Stored rows ::
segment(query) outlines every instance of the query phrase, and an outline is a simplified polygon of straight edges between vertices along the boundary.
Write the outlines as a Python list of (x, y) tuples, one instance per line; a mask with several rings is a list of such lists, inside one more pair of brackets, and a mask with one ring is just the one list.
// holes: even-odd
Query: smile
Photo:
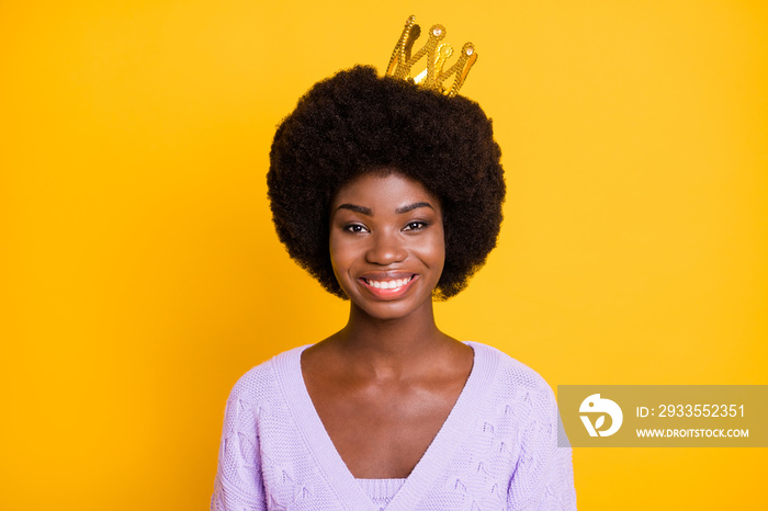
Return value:
[(384, 281), (374, 281), (372, 279), (360, 277), (360, 281), (365, 285), (371, 293), (375, 296), (396, 298), (404, 294), (410, 283), (416, 279), (416, 274), (410, 275), (407, 279), (391, 279)]

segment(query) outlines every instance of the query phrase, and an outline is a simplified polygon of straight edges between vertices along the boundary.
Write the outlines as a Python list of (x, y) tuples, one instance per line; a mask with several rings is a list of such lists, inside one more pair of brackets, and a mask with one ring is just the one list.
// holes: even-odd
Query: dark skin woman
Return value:
[[(440, 202), (395, 170), (363, 174), (331, 203), (329, 246), (349, 320), (304, 351), (304, 379), (355, 477), (405, 478), (472, 370), (472, 349), (434, 322), (445, 259)], [(380, 287), (389, 282), (397, 287)]]
[(270, 152), (272, 218), (349, 318), (235, 384), (212, 510), (575, 509), (550, 386), (434, 321), (496, 246), (500, 156), (477, 103), (370, 67), (298, 101)]

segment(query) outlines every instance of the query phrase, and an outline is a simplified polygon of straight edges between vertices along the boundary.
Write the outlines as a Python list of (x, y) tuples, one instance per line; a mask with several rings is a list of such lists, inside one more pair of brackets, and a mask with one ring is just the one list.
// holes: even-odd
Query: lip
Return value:
[[(381, 287), (374, 287), (365, 280), (373, 280), (373, 281), (392, 281), (392, 280), (402, 280), (402, 279), (410, 279), (406, 284), (404, 284), (400, 287), (394, 288), (394, 289), (382, 289)], [(371, 273), (365, 273), (364, 275), (360, 276), (358, 279), (358, 283), (365, 289), (368, 291), (371, 295), (379, 299), (397, 299), (405, 295), (408, 289), (410, 289), (410, 286), (414, 282), (419, 280), (419, 274), (418, 273), (410, 273), (410, 272), (371, 272)]]

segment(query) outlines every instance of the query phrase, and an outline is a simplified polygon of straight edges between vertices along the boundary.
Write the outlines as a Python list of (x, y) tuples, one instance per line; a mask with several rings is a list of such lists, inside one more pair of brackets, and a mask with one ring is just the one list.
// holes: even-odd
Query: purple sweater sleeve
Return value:
[(224, 412), (211, 511), (267, 510), (253, 407), (235, 385)]
[[(533, 396), (533, 395), (531, 395)], [(576, 509), (571, 447), (557, 446), (558, 412), (549, 386), (532, 399), (520, 458), (507, 492), (510, 511)]]

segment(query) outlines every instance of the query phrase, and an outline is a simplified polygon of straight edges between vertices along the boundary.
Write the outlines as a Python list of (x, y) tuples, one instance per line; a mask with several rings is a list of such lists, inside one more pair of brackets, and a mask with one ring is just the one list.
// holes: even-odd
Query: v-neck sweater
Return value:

Request :: Could you copy the data word for word, from its start through the line containing "279), (391, 279)]", and leave out the pictures?

Task output ::
segment(query) outlines every instance of the query phrase, and an outline is a simplified polygon of straight edges between vertices along the boundary.
Write the outlines as a Python list of (x, y) tuples, one instance per line; a mask with several rings is a list of such lists, inside one more pair of brackets, and a mask with one ring is just the one list.
// holes: even-odd
Query: smile
Photo:
Return value:
[(384, 281), (374, 281), (372, 279), (360, 277), (360, 281), (365, 285), (371, 293), (375, 296), (396, 298), (404, 294), (410, 283), (416, 279), (416, 274), (410, 275), (407, 279), (391, 279)]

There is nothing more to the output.